DIRECTION A:
In the discussion of state machines, which method do Akka actors use to define the new state?
DIRECTION B:
Carry on the discussion of state machines, picking up right after its final line.

I find this odd because, outside the state machine, you typically don't know what state it's in. When you send it a message to change its state, it could be in any state. If it's in the wrong state, you get an error. So the runtime check is inherent.

It seems like this is handled pretty simply by having a class with one field that contains the enum or ADT and switch statements in each method?

Compile-time checks seem to be about using the compiler to force the caller to use a protocol correctly, but even if you can do that, in any concurrent or distributed or event-driven system, you can't trust that, unless the object is somehow private or locked. (Even when parsing a file, you don't control what's next in the file so you need to report errors.)

In particular, traffic lights are kind of a silly metaphor to demonstrate the need for compile-time checking, since they're public and you can't lock a traffic light. Language design needs to be driven by more realistic examples.


Another article that refuses to call them finite state machines


Are infinite state machines very common in software?


That's a 'statechart'. [0] They are actually different things.

Your classic 'finite state machine' (FSM) is pretty simple. Boxes with arrows coming out of them leading to other boxes.

You can't store additional state in a FSM. Your state is what box you're in. As a result, more complex processes get really complex fast in a FSM.

Hence statecharts. This is what most people these days actually think of as state machines. They have history, you can implement guard conditions, you can store state (hence removing the finitude), and so on.

So, actually, yes! Infinite state machines are very common. They're very, very useful. I love programming using statecharts.

[0]: https://www.sciencedirect.com/science/article/pii/0167642387...


The "infinite" descriptor is an imprecise one: by definition, a computer with limited memory has finite state. While we can make pretensions to infinite capacity, that's not really the thrust of the description when we say "finite state machine", which is to put emphasis not on the limitations of the computer, but on the definition of a quantified and labelled set of states and transitions.

What all of these terms really describe are formalisms over finite state - the linked paper is precise in this respect. "You can't store state in an FSM" misses the point: you can store as many concepts as you have enumerated states, and the act of storage itself is a change from one state to another state. Breaking with this concept and allowing unlabelled storage is indeed a useful quality because it helps with dealing with bulk permutations.

But every programming language is intricately tied to their models of finite state and how it's presented to the user. Most PLs, and likewise hardware instruction sets, hide away state bookkeeping with notions of "assignment" and "branching", so when the formalisms appear it's usually because you really need to explicitly enumerate more of your state. The formalized FSM goes hand-in-hand with concurrent programming because it clarifies how coordination occurs and when state changes are allowed. And real implementations of the FSM usually piggyback in some degree on the base programming environment, which has always been a source of muddiness: oftentimes a "goto" is exactly what you need to describe a transition, and yet in structured programs, we've eliminated goto.


Am I the only person who would prefer `state.red_to_orange()` for like... verbosity?

I guess that opens the door for things the compiler couldn't catch at compile time versus runtime maybe? (like... unexpected progression from one state to another, aka panic/exception).


There’s a middle ground. For example, Akka actors have a become method which defines the new state. Erlang gen_statem events simply tell the state machine what the next state should be. Definitely nicer than just “next”.


Parallels to Restful API, Hypermedia as the Engine of Application State ...

DATA SHOWN:
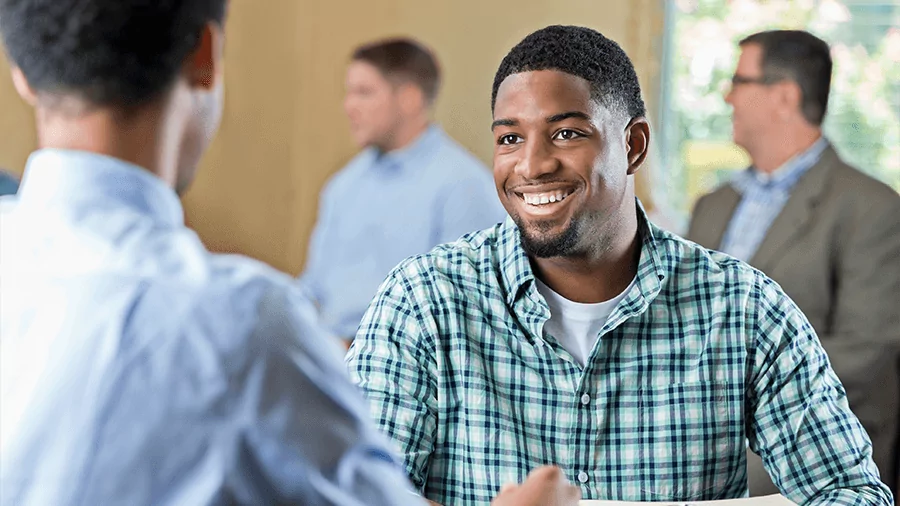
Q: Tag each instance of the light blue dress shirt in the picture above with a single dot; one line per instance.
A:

EXERCISE RESPONSE A:
Akka actors use the become method.

EXERCISE RESPONSE B:
why being downvoted?


HMM state-machine tangent:

A certain kind of state machine pops up when trying to model systems with hidden Markov models.

We start by first supposing there's a Markov chain: there is some state space, the chain picks a state from the state space each time step. The state at the next time step depends only on the state at the current time step, according to a matrix of state transition probabilities.

The next part is making the states "hidden" AKA unobservable -- we make the assumption that we cannot directly observe the states, but we can observe some other kind of observation each time step, and there is some probabilistic model linking these observations and the "hidden" states, so observing a sequence of observations over a few timesteps gives us some information about the trajectory of states the system may be taking through the state space.

With this particular niche application of state machines, here are some things we might wish to do:

Suppose we have a HMM state machine A (with states, and state transition probabilities, and an observation model) and another HMM state machine B (with its own states, state transition probabilities, observation model).

We might want to compose these to create a larger model where we assume that the system has a state that is either some state from A, or some state from B. This corresponds to creating a new state space that is the disjoint union of A's state space and B's state space, and creating new state transition probabilities and a new observation model in the natural way.

Another way we might wish to compose two HMM state machines A and B is to assume that our system will be in both a state from A and a state from B at the same time. This corresponds to defining a new state space that is the product of both of A and B's state spaces. Again we can define state transition probabilities over this product space in the natural way. To combine both observation models, the simplest thing to assume is that we get to observe an observation generated by A and an observation generated by B each time step - but perhaps a more realistic model might be that the observations generated both systems are combined into some resulting composite observation we see.

For HMMs with finite state spaces, there are many common inference tasks where we want to estimate the probability that the system was in some state s at some time step t. We commonly want to compute and store a 64-bit float worth of probability for each state and each time step. If we have a vector of probabilities indexed by states in our state space, if we have a known matrix of state transition probabilities, we can "advance" our probability vector one time step by multiplying it with a state transition matrix, which may be sparse. The work we want the machine to be doing boils down to sparse linear algebra, or something similar, perhaps with a lot of exponential and logarithm operations thrown in (working with log-probabilities can be much more numerically stable than working with probabilities).

So, dragging it back around to relate more to this post:

If we're encoding state spaces and states with the type system, can the type system handle operations where a modeller might want to take the disjoint union or product of two state machines?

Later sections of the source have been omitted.